## Given problem
Rescale the lines below, from the line containing "Thanks for the photo. Could you please mark the woman" through the last line, inclusive, and give only those lines, requests included. Multiply every coordinate in the answers by 0.2, rounding to whole numbers with halves rounded up.

## Records provided

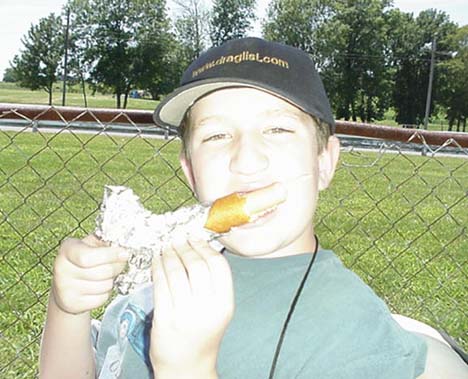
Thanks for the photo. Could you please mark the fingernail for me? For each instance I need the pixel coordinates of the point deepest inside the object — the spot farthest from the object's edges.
(124, 255)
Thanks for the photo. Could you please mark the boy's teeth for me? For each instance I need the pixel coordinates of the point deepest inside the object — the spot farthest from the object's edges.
(265, 199)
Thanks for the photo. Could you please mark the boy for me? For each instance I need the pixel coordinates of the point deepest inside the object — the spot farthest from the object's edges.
(251, 113)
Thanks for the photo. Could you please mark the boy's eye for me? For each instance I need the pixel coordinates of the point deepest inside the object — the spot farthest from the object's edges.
(278, 130)
(216, 137)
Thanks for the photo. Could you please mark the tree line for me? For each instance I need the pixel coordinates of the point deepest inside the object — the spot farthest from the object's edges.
(371, 56)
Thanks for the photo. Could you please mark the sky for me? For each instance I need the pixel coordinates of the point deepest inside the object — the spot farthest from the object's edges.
(18, 15)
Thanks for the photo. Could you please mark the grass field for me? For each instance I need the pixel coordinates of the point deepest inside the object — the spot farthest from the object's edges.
(12, 93)
(398, 220)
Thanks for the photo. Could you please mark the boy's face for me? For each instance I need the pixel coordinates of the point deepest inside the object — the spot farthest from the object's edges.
(243, 139)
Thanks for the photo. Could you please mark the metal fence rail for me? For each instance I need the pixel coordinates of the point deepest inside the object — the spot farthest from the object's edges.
(397, 218)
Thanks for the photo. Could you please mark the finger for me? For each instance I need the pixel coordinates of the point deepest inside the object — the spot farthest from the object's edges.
(176, 276)
(85, 256)
(95, 241)
(219, 267)
(162, 295)
(91, 288)
(95, 301)
(198, 272)
(101, 272)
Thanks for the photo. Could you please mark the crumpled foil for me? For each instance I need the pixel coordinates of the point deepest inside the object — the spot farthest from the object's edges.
(123, 221)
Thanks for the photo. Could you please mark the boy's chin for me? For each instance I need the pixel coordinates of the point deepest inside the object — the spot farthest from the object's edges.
(250, 246)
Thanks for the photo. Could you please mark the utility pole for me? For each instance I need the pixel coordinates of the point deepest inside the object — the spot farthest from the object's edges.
(429, 88)
(65, 67)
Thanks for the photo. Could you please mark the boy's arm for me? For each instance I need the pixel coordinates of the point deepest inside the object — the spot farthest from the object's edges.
(194, 303)
(66, 347)
(83, 278)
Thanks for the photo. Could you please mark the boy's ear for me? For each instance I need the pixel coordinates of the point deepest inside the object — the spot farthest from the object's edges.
(187, 169)
(328, 159)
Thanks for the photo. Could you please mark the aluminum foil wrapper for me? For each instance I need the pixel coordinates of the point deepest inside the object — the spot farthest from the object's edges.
(123, 221)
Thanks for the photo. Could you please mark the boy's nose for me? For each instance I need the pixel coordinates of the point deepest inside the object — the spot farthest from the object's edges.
(248, 157)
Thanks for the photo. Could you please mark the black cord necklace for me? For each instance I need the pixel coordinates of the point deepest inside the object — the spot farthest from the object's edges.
(291, 310)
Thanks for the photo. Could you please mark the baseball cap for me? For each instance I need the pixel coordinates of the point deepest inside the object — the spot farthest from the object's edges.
(279, 69)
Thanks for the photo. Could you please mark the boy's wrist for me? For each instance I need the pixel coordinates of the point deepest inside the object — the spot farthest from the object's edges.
(58, 308)
(196, 371)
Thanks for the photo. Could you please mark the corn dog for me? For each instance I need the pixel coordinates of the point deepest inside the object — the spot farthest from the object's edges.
(241, 208)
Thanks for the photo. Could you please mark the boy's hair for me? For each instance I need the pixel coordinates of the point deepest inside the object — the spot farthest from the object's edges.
(278, 69)
(322, 133)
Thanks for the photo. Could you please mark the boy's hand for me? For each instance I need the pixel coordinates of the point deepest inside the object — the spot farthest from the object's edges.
(193, 305)
(84, 272)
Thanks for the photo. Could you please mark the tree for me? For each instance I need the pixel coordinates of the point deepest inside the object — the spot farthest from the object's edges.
(347, 40)
(298, 23)
(9, 75)
(37, 64)
(454, 80)
(80, 61)
(191, 27)
(128, 44)
(231, 19)
(411, 61)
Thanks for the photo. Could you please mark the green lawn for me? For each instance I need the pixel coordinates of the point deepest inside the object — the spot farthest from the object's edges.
(12, 93)
(399, 221)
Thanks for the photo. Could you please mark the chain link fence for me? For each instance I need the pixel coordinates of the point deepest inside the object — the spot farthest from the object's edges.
(396, 212)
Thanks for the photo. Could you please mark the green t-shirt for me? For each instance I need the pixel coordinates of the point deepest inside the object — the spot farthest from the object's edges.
(339, 329)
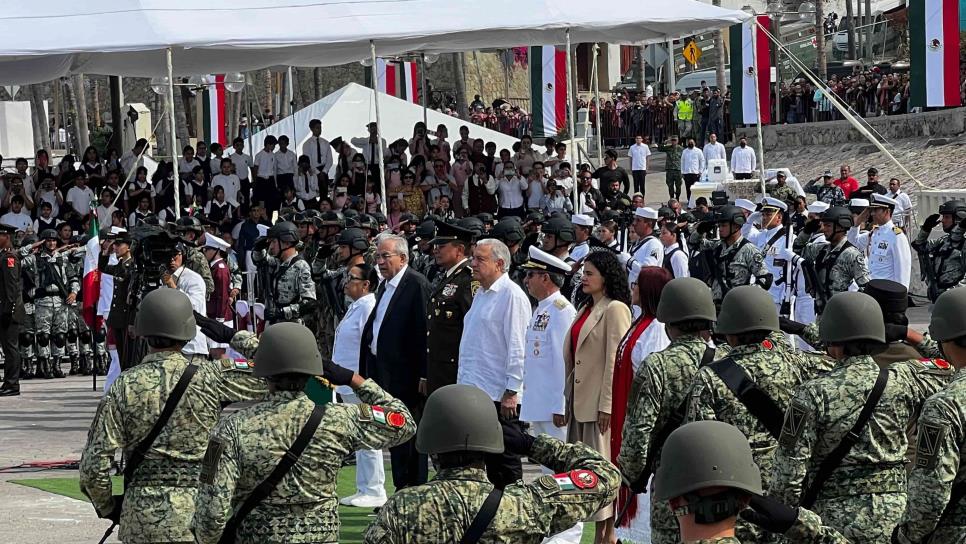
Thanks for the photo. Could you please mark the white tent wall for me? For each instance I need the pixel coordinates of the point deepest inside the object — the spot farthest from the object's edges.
(347, 111)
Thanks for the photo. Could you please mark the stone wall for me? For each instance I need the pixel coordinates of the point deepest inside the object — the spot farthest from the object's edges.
(933, 124)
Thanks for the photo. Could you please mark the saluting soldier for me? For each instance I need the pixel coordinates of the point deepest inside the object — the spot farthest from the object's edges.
(452, 295)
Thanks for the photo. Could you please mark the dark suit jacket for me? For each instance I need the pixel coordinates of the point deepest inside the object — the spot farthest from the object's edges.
(401, 360)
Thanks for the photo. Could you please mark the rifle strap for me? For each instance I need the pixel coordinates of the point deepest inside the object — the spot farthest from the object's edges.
(285, 464)
(759, 403)
(835, 457)
(483, 517)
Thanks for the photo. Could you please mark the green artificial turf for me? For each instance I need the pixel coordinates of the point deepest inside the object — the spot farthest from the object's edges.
(354, 520)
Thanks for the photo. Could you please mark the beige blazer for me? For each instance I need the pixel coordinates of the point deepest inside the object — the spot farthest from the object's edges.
(590, 371)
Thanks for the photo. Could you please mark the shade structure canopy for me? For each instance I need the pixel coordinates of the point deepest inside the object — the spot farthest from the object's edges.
(45, 40)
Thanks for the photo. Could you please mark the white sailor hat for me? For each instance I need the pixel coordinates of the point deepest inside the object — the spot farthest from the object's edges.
(774, 203)
(646, 213)
(582, 220)
(541, 260)
(215, 242)
(882, 201)
(817, 207)
(746, 204)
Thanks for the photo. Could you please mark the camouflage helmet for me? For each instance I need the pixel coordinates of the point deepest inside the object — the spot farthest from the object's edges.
(730, 214)
(949, 316)
(284, 231)
(747, 308)
(459, 418)
(165, 313)
(705, 454)
(287, 348)
(850, 317)
(684, 299)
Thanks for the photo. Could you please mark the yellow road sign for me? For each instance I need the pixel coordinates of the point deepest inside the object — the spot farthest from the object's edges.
(692, 53)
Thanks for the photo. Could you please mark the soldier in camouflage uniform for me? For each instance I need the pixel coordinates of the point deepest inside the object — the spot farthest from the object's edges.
(286, 277)
(747, 317)
(942, 260)
(938, 480)
(246, 446)
(193, 233)
(158, 504)
(733, 260)
(459, 426)
(865, 495)
(659, 391)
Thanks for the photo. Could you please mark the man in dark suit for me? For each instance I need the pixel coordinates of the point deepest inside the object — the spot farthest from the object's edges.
(393, 347)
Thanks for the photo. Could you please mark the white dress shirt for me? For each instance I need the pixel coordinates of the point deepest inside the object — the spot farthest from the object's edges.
(714, 151)
(743, 160)
(348, 336)
(692, 161)
(190, 283)
(384, 305)
(494, 339)
(543, 364)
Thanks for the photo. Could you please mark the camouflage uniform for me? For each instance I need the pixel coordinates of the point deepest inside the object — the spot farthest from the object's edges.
(942, 427)
(441, 510)
(246, 447)
(866, 495)
(660, 388)
(157, 508)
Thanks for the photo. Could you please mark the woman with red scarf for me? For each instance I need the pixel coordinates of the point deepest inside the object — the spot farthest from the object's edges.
(645, 336)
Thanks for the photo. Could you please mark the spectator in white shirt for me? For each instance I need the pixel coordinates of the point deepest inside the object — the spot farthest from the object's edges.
(361, 281)
(511, 191)
(639, 152)
(692, 166)
(493, 344)
(743, 160)
(714, 150)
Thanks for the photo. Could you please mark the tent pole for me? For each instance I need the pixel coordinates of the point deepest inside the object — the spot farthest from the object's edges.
(174, 136)
(375, 94)
(570, 108)
(422, 88)
(761, 143)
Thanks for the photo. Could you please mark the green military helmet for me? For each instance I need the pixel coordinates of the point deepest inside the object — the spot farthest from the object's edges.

## Solution for this task
Thanks for the photo. Could you please mark the woman with red scarf for me? For each instance I need the pixel coordinates of the point deepest inside the object — the spot farthest from the object's edges.
(129, 67)
Thanks for the photo. Could you please mark the spectator in white shirt for me? For each instance I need the pixel coordinates of the point deepest inside the object — the spot farthest from the object's edges.
(72, 56)
(102, 38)
(128, 30)
(138, 33)
(99, 69)
(149, 32)
(143, 30)
Thanks for the photo. Could you please mark the tent pole for me? For each instance I need the pixel coordinates of the point deepest inside the object — the spot farthest from the object's edges.
(35, 27)
(75, 19)
(114, 22)
(84, 18)
(152, 29)
Thanks for the photo. Could you please mark the green military helmet for me? For each instance I need the pixel coordinates of the point deepest inside the object — the spot farthest from the object's edges.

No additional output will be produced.